◆ **TO BE DONE**
1. Rewrite the startup compensation post from "Startups, in my" up to and including "much I make.", swapping "VCs" for "venture capitalists".
2. Answer these questions from the startup compensation post:
(a) By what multiple has the writer's pay grown?
(b) How long do typical startups give you to claim your options after you leave?
(c) Whose valuation does the post suggest using to value your stock options?

◆ **READING TEXT**
Startups, in my experience have very shady predatory compensation strategies.
Along with the VCs that fund them, startups target people fresh from college,
selling them the "each stock COULD be worth X, so you could be worth Y" story.
They also target people who have spent their entire career at startups since
this fairy tale works on them too. I have worked at both startups and big
companies and my compensation at bigger companies has been so much better.
People working at startups don't believe me when I tell them how much I make.
Past me would not believe present me either. I am not talking about a 10% or
20% or even 50% increase in compensation. My pay is 4.2x of what it used to be
and I know people who have had similar experiences. It's not like I was being
paid peanuts at the startup I was at either. The pay at big companies is just
much much better. It's easy to underestimate the power of performance
evaluation driven stock refreshers and the sheer increase in the stock value
that some of the big companies have had. Here are some things one should
consider compensation wise when working at a startup: * You are essentially
getting a lottery ticket with your stock options. How do you value this
lottery ticket? Don't buy the stories the founders sell you on how this is a
gazillion dollar market and even getting a faction of it would make FooBar a
trillion dollar company. A simple but still optimistic method - just use the
VC valuation. They have way more information and experience than you do and if
they value it at X, it's at best valued at X. So if your tartup decides to
give you 0.25% of X then you're stock is worth 0.0025X at best. You'll be
surprised how little your options are worth if you use this method. * But even
that valuation is optimistic. If you leave the company before they go public
(or hit another liquidity event) you either leave with your existing options
and pay a tax bill on something that may be worth nothing OR you leave with
nothing. Now some startups let you claim your options for up to 9-10 years
after you leave, but the typical ones give you a period of about 3 months - so
you're forced to make this decision. The irony is that if your startup has
actually done well, the tax bill might be too big for you to pay and you have
no option but to stick around or leave with nothing. I've known cases of
people who have poured their heart and soul into a startup, got burnt out and
then were laid off and had to leave with nothing. Consider how long it takes
the successful startups to go public these days and add a risk factor to your
valuation based on that. * Okay, so you're rich enough to afford the tax bill
on your risky options when you leave - you might still get screwed. Guess
whose shares are getting diluted the most during the next round of funding?

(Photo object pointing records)
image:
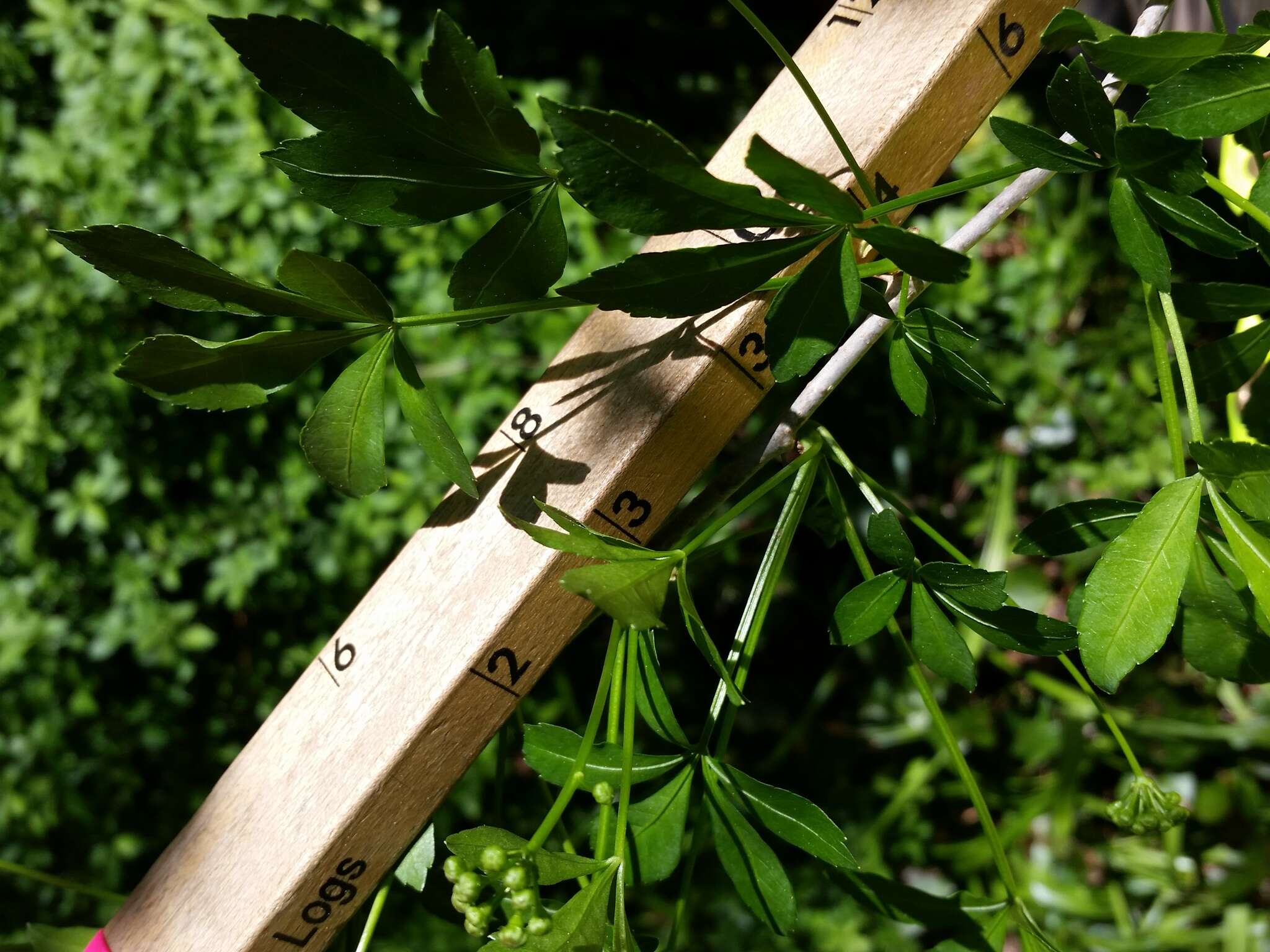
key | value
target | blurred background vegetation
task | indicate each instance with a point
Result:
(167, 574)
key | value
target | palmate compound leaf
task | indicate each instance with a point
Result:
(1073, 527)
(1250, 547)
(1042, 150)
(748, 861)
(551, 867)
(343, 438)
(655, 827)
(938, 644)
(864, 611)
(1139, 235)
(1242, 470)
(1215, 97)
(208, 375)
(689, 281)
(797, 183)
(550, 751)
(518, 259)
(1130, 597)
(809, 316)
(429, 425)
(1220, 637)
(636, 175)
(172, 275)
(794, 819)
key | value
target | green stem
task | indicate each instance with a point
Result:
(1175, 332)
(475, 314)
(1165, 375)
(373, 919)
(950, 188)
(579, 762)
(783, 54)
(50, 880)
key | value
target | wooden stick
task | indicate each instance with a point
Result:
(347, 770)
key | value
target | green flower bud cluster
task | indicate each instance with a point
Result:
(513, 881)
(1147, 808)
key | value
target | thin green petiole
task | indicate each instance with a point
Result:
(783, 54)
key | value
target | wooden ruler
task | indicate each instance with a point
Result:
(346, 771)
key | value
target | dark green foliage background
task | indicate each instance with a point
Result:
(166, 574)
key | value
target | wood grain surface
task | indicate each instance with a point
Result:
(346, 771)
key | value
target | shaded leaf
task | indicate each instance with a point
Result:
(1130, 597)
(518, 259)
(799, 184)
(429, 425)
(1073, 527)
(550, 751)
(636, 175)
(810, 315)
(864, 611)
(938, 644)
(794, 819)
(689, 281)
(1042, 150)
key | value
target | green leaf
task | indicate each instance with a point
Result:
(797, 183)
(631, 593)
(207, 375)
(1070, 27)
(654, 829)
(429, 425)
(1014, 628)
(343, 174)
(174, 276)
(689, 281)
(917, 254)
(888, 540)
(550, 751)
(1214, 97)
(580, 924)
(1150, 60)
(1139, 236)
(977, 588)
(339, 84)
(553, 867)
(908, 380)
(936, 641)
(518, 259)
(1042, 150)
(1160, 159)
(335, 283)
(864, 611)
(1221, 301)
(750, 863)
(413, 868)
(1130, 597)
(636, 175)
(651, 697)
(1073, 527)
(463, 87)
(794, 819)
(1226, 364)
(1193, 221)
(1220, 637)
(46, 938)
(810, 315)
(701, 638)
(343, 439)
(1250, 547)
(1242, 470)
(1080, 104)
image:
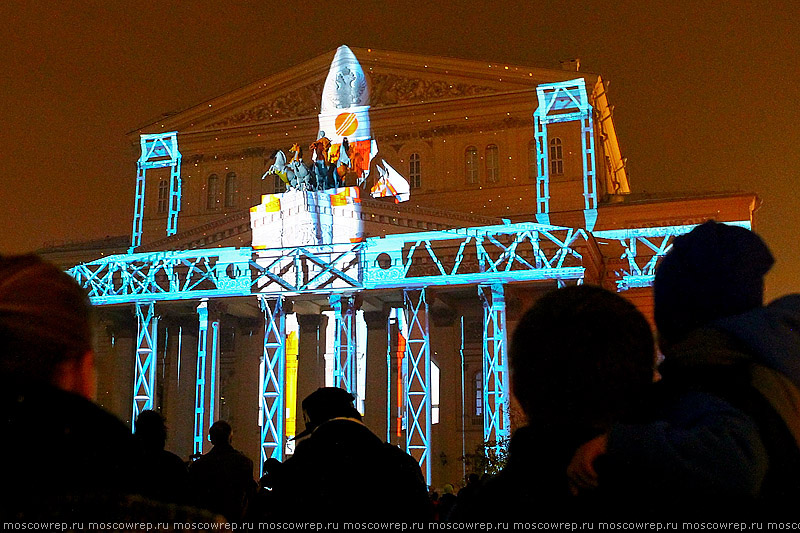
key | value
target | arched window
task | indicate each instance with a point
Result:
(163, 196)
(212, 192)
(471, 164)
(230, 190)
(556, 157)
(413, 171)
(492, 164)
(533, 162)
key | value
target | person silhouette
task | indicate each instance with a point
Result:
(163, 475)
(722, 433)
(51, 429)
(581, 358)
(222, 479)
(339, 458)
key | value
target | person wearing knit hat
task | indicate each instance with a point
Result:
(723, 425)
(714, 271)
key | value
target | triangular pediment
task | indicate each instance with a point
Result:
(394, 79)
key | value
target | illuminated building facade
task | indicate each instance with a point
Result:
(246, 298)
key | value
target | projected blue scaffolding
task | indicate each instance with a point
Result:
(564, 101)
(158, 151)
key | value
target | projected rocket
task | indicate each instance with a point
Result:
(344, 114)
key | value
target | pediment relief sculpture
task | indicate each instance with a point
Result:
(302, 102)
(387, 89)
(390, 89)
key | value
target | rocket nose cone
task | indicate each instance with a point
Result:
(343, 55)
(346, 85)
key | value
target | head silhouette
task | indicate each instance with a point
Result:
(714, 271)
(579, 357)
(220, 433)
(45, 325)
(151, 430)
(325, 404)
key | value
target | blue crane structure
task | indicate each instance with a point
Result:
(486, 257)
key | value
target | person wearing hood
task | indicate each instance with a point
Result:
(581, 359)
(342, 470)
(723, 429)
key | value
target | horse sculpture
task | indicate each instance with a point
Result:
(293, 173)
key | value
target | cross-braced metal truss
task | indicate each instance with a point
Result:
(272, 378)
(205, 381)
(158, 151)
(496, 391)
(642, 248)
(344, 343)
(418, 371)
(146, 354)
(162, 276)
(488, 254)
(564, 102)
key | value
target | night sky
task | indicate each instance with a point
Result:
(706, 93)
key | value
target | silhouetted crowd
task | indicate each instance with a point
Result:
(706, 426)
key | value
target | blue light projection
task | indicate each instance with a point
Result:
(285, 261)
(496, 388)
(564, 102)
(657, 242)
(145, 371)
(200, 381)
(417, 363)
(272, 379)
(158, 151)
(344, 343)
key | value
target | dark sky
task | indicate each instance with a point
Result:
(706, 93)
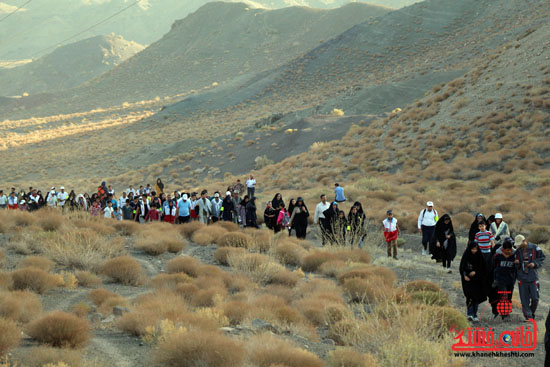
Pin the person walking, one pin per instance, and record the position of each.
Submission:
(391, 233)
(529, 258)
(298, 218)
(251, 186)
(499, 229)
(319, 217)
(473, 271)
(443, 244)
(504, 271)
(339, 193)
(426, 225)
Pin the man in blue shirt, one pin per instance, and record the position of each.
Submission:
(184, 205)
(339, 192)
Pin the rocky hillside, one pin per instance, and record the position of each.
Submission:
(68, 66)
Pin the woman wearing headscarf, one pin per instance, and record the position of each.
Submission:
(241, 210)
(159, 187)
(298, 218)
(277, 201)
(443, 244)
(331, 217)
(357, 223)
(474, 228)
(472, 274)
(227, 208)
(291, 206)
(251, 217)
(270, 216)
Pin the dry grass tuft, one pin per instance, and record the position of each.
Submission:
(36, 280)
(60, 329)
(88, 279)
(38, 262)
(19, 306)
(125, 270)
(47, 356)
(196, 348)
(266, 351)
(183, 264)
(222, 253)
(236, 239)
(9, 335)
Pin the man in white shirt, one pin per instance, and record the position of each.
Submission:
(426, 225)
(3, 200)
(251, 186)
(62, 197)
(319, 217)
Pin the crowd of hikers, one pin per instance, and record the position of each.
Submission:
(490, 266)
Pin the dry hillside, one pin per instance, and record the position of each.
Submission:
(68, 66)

---

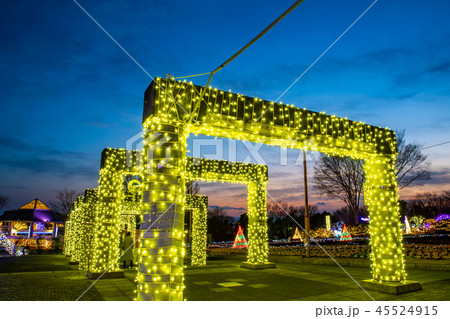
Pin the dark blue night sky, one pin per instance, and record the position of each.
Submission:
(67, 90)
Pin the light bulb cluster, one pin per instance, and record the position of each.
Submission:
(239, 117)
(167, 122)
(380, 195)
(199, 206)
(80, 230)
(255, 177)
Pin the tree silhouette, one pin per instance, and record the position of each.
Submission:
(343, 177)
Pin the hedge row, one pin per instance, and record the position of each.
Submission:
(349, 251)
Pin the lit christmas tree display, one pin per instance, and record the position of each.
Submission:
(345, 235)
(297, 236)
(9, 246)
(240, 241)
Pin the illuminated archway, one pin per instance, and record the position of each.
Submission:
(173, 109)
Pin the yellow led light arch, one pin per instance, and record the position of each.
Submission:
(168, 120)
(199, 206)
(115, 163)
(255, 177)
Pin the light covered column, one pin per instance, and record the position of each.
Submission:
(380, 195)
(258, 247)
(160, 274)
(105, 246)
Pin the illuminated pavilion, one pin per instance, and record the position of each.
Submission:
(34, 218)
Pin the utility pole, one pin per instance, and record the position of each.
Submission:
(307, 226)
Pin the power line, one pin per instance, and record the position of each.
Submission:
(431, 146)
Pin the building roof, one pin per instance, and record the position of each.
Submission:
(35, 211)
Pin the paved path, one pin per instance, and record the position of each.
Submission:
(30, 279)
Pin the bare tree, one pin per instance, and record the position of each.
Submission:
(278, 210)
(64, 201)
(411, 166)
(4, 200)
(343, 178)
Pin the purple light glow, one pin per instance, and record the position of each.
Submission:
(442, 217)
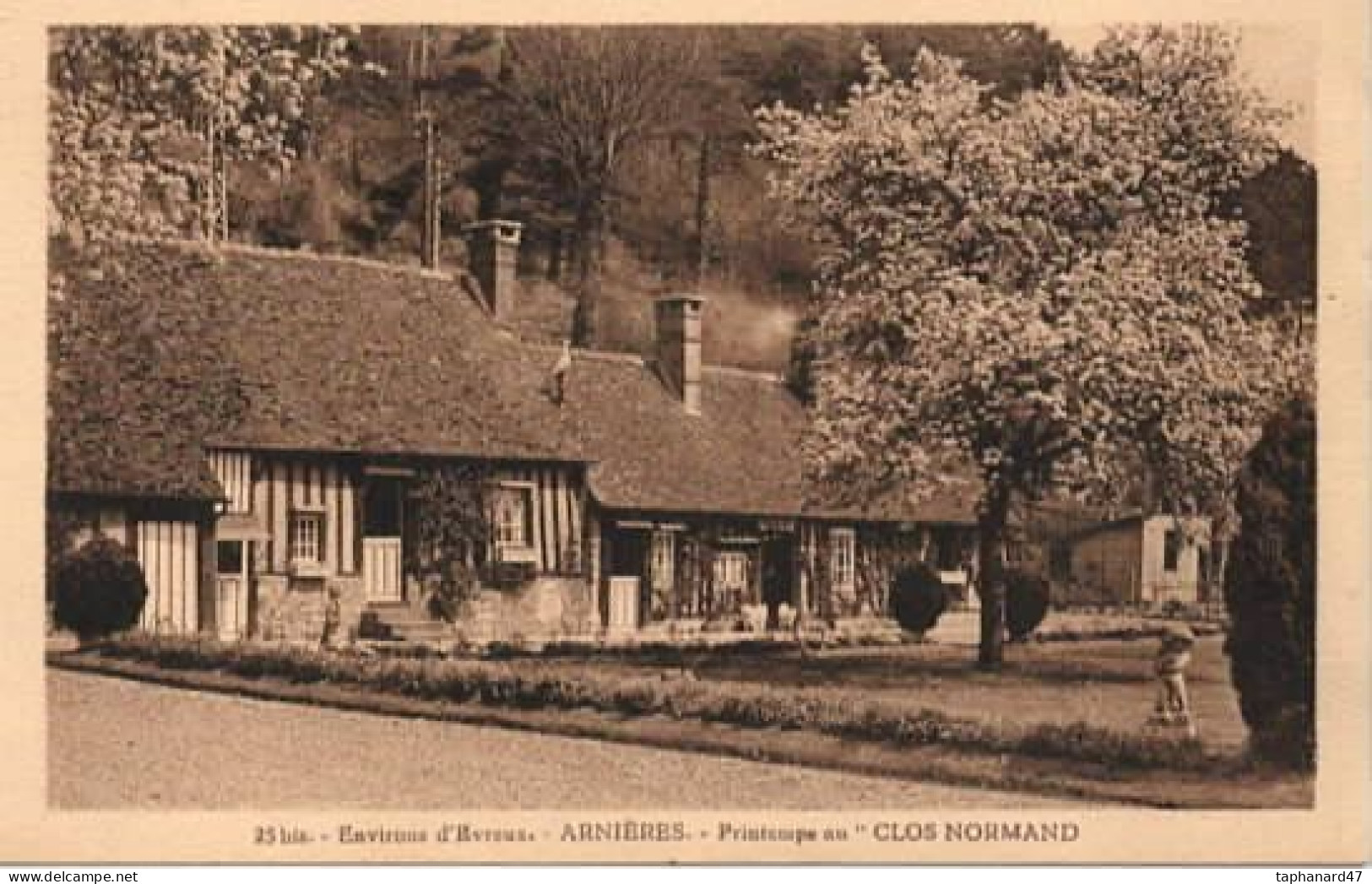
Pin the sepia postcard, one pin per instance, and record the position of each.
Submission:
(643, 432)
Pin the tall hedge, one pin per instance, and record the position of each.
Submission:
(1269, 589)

--

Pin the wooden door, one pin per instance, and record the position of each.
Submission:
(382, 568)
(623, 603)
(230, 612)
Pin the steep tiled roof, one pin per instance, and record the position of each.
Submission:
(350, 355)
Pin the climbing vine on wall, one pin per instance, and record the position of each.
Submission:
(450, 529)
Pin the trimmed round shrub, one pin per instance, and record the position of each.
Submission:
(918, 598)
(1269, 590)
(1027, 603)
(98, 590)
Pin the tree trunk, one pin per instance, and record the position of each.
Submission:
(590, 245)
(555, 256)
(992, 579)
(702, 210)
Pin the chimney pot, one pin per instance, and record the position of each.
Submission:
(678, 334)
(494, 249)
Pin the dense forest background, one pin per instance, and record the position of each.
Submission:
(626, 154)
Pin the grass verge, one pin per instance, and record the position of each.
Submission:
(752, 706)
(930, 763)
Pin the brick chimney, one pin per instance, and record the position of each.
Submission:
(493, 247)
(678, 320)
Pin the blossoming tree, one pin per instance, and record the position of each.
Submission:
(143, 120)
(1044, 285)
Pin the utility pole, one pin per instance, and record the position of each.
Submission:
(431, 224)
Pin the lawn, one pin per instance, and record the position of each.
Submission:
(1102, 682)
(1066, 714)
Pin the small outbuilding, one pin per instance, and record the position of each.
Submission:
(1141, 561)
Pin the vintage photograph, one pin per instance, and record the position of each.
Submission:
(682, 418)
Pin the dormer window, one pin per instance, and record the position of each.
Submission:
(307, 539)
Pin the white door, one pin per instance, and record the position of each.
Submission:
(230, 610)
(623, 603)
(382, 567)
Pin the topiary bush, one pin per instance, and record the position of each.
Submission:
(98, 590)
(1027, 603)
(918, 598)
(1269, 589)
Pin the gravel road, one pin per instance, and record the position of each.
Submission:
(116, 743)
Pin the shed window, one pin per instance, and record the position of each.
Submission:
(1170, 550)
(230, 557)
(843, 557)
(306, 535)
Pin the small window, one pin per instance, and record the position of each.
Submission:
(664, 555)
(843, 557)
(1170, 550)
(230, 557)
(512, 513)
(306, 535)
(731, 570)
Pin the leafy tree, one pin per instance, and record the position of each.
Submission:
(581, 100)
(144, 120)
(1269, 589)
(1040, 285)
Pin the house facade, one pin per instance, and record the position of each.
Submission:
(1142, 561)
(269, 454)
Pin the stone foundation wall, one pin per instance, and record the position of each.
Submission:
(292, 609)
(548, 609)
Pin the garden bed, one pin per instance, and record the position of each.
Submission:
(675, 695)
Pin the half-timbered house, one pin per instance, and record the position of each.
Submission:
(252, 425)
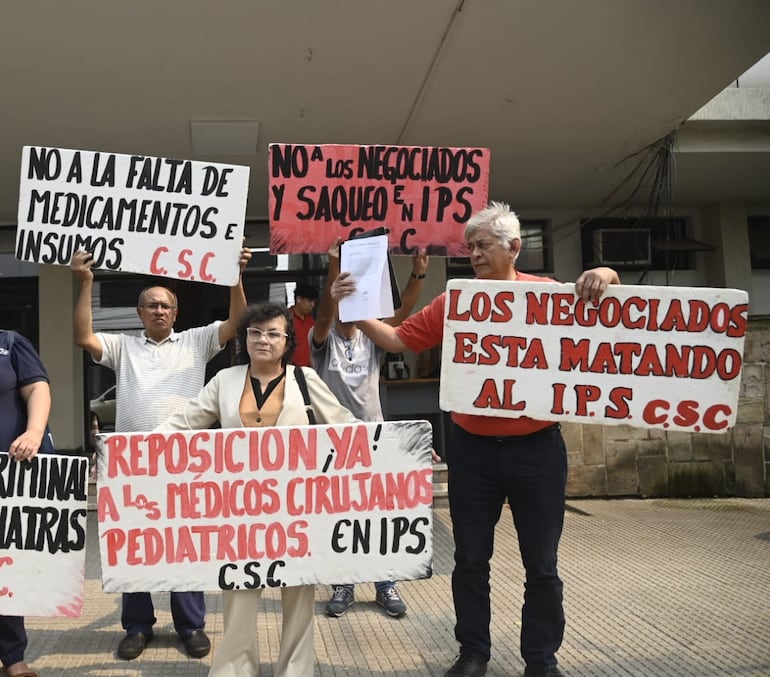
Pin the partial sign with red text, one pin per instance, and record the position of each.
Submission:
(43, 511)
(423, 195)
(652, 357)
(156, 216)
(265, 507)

◆ **OUTPUTS BY TASK**
1.
Startups, in my experience have very shady predatory compensation strategies.
Along with the venture capitalists that fund them, startups target people fresh from college,
selling them the "each stock COULD be worth X, so you could be worth Y" story.
They also target people who have spent their entire career at startups since
this fairy tale works on them too. I have worked at both startups and big
companies and my compensation at bigger companies has been so much better.
People working at startups don't believe me when I tell them how much I make.

2.
(a) 4.2x
(b) About 3 months
(c) The VC valuation